**EXERCISE GOAL**
Repeat the entries below exactly as they appear, with no pictures.

--- DATA SUPPLIED ---

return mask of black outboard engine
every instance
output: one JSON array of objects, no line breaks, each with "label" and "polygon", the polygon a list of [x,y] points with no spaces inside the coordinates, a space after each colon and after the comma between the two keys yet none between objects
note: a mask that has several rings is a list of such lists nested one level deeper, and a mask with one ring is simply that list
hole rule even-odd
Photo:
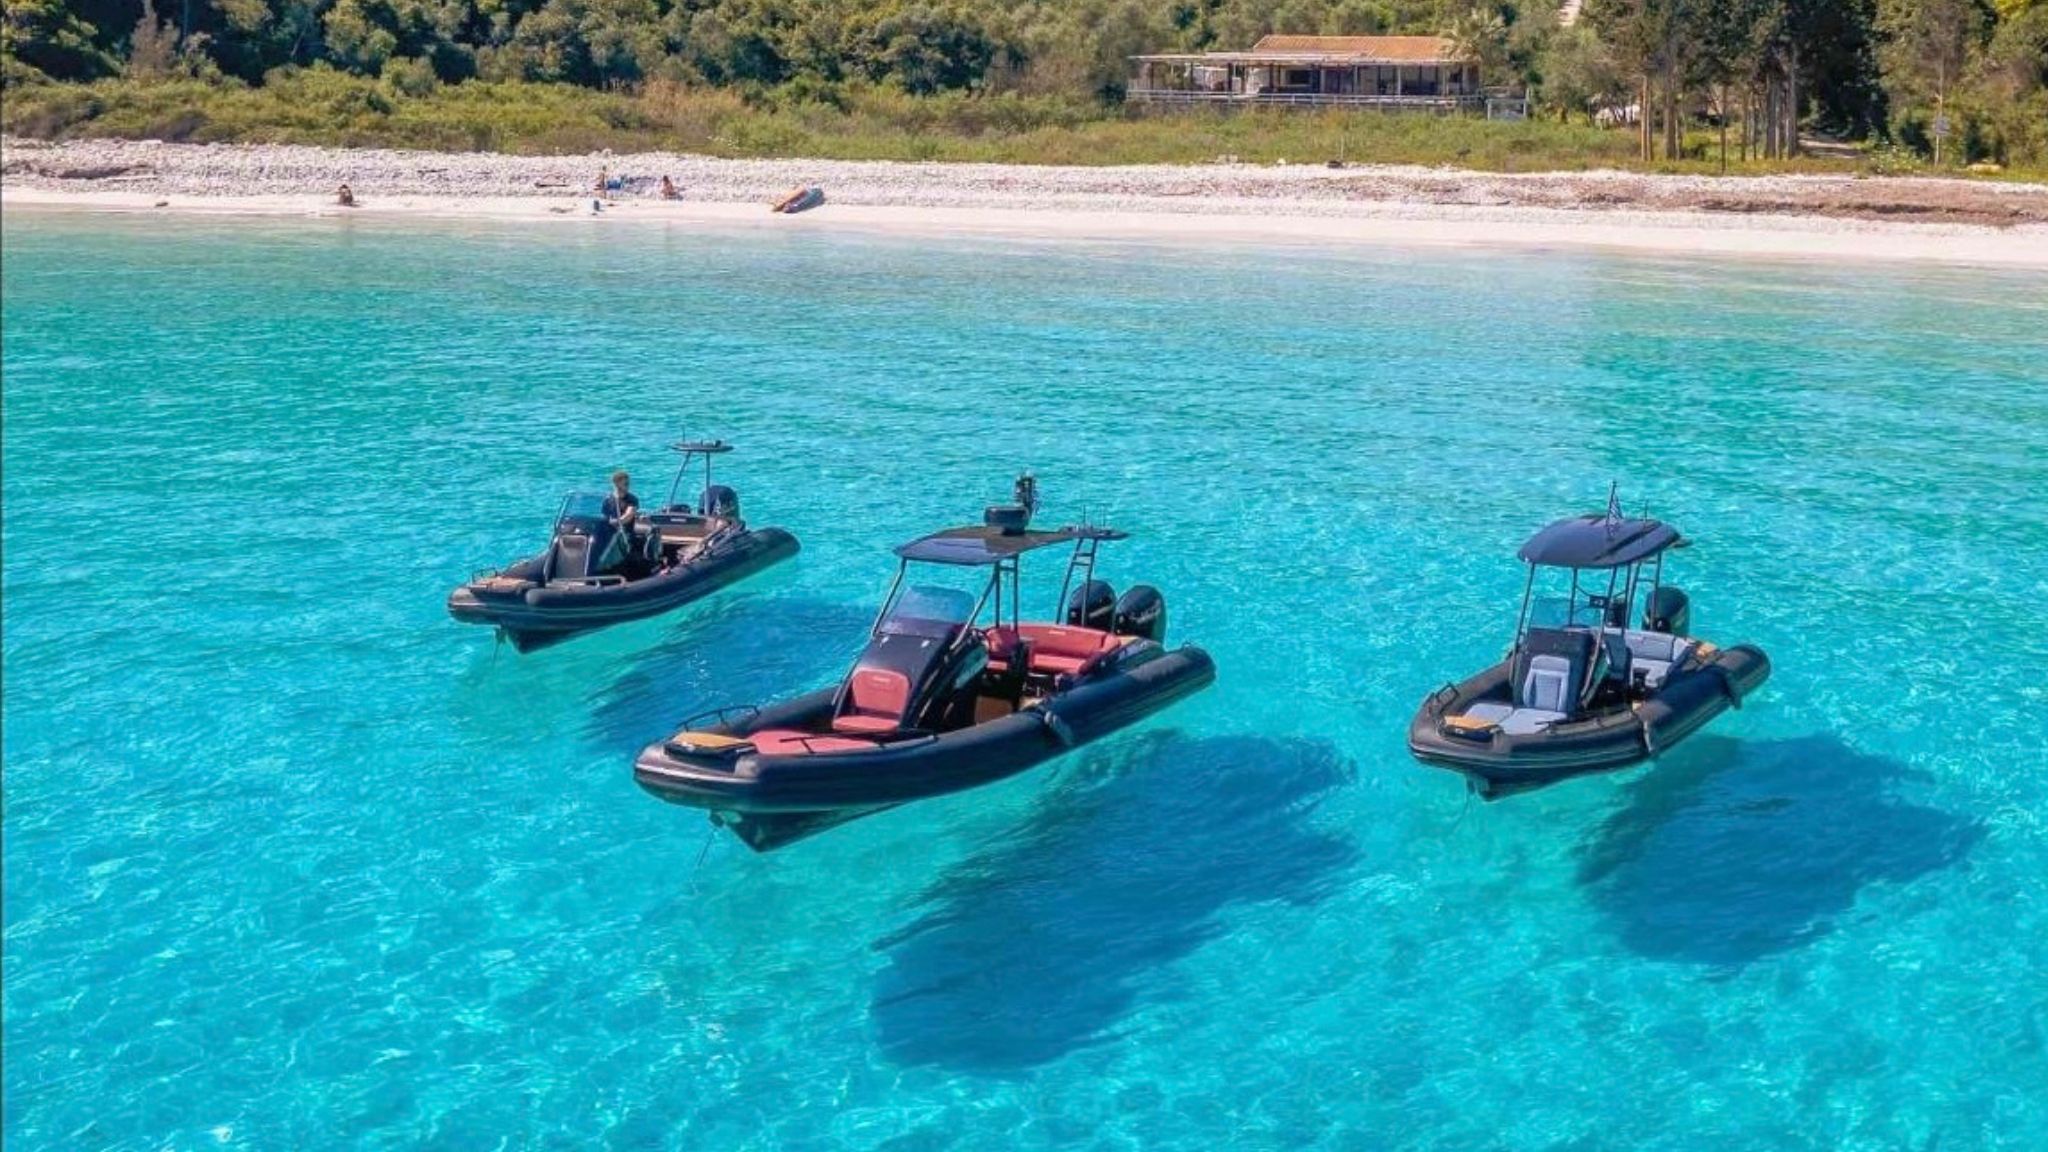
[{"label": "black outboard engine", "polygon": [[1116,622],[1116,589],[1101,580],[1090,580],[1067,597],[1067,623],[1075,628],[1107,632]]},{"label": "black outboard engine", "polygon": [[1150,584],[1133,584],[1116,602],[1119,636],[1166,643],[1166,597]]},{"label": "black outboard engine", "polygon": [[723,484],[713,484],[704,489],[704,503],[699,506],[699,515],[717,516],[725,520],[737,520],[740,515],[740,494]]},{"label": "black outboard engine", "polygon": [[1650,593],[1643,605],[1643,627],[1666,636],[1684,636],[1692,628],[1692,601],[1683,589],[1666,584]]}]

---

**EXERCISE SOLUTION**
return mask of black outboard engine
every instance
output: one JSON array of objects, no line breaks, each with "label" and "polygon", the polygon a list of [x,y] points with no spaces inside the coordinates, a space after each colon and after the comma between the two keys yet none between objects
note: a mask that has several rings is a list of such lists nested one level deeper, and a mask with one ring is simply that list
hole rule even-odd
Photo:
[{"label": "black outboard engine", "polygon": [[1116,622],[1116,589],[1101,580],[1090,580],[1067,597],[1067,623],[1075,628],[1107,632]]},{"label": "black outboard engine", "polygon": [[1150,584],[1133,584],[1116,602],[1119,636],[1166,643],[1166,597]]},{"label": "black outboard engine", "polygon": [[723,484],[713,484],[704,489],[704,503],[699,506],[699,515],[717,516],[725,520],[737,520],[740,515],[740,494]]},{"label": "black outboard engine", "polygon": [[1650,593],[1643,605],[1643,627],[1666,636],[1684,636],[1692,628],[1692,601],[1683,589],[1666,584]]}]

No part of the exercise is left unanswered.